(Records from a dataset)

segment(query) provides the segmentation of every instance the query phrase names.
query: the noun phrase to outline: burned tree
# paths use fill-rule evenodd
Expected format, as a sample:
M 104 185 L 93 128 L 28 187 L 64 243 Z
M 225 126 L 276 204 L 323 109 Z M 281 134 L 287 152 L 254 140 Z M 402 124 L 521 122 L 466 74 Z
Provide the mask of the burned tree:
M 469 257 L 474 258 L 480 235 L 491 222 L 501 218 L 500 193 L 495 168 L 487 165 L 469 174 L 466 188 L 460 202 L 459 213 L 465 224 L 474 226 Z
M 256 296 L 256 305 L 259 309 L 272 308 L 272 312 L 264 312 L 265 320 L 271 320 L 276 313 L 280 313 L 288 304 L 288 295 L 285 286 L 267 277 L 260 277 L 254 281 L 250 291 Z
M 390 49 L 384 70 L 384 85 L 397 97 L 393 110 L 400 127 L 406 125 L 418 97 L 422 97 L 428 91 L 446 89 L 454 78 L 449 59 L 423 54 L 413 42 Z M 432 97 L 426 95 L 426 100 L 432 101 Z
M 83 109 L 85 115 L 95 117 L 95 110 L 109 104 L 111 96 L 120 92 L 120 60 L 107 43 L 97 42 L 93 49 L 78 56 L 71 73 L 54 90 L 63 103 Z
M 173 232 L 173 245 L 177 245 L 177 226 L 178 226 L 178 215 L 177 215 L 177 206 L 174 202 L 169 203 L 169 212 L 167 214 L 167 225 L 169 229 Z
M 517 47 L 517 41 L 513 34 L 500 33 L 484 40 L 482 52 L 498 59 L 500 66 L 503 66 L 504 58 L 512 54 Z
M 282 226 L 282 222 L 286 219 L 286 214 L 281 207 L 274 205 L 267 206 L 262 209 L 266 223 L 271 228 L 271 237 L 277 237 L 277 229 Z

EXERCISE DESCRIPTION:
Transcribe all of the lines in the records precisely.

SOLUTION FOR THIS EXERCISE:
segment(query) provides the segmentation of every instance the query phrase names.
query: the noun phrase to outline: burned tree
# paths use fill-rule evenodd
Expected format, as a sample:
M 104 185 L 93 128 L 28 187 L 64 243 Z
M 225 126 L 276 204 L 323 109 Z M 281 134 L 287 152 L 254 140 Z M 402 124 L 521 122 L 466 74 Z
Provide the mask of the burned tree:
M 469 257 L 474 258 L 480 235 L 491 222 L 501 218 L 500 193 L 495 168 L 487 165 L 469 174 L 466 188 L 460 202 L 459 213 L 465 224 L 474 226 Z
M 256 296 L 256 305 L 259 309 L 272 308 L 272 312 L 264 312 L 265 320 L 271 320 L 276 313 L 280 313 L 288 304 L 288 295 L 285 286 L 267 277 L 260 277 L 254 281 L 250 291 Z
M 390 49 L 384 70 L 384 85 L 397 97 L 393 110 L 400 127 L 406 125 L 418 97 L 422 97 L 428 91 L 446 89 L 454 78 L 449 59 L 423 54 L 413 42 Z M 432 97 L 426 95 L 426 100 L 432 101 Z
M 83 109 L 85 115 L 95 117 L 95 110 L 109 104 L 111 96 L 120 92 L 120 60 L 107 43 L 97 42 L 93 49 L 78 56 L 71 73 L 54 90 L 63 103 Z
M 173 232 L 173 245 L 177 245 L 177 226 L 178 226 L 178 215 L 177 215 L 177 206 L 174 202 L 169 203 L 169 212 L 167 214 L 167 225 L 169 229 Z
M 517 47 L 517 41 L 513 34 L 500 33 L 484 40 L 482 52 L 498 59 L 500 66 L 503 66 L 504 58 L 512 54 Z
M 282 226 L 282 222 L 286 219 L 286 214 L 281 207 L 274 205 L 267 206 L 262 209 L 266 223 L 271 228 L 271 237 L 277 237 L 277 229 Z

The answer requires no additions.